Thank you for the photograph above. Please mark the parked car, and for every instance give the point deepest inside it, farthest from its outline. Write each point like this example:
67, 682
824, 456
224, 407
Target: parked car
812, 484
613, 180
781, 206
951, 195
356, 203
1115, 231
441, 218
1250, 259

Aim of the task> Every entry needs to be copied exactly as it was written.

Written answer>
Thank you for the photograph above. Please mark the parked car, and for every instance give the point deepest inside it, farthest from its outline. Write each point like this example:
67, 682
824, 456
224, 407
Target: parked car
812, 484
613, 180
781, 206
951, 195
356, 203
1115, 231
441, 218
1250, 259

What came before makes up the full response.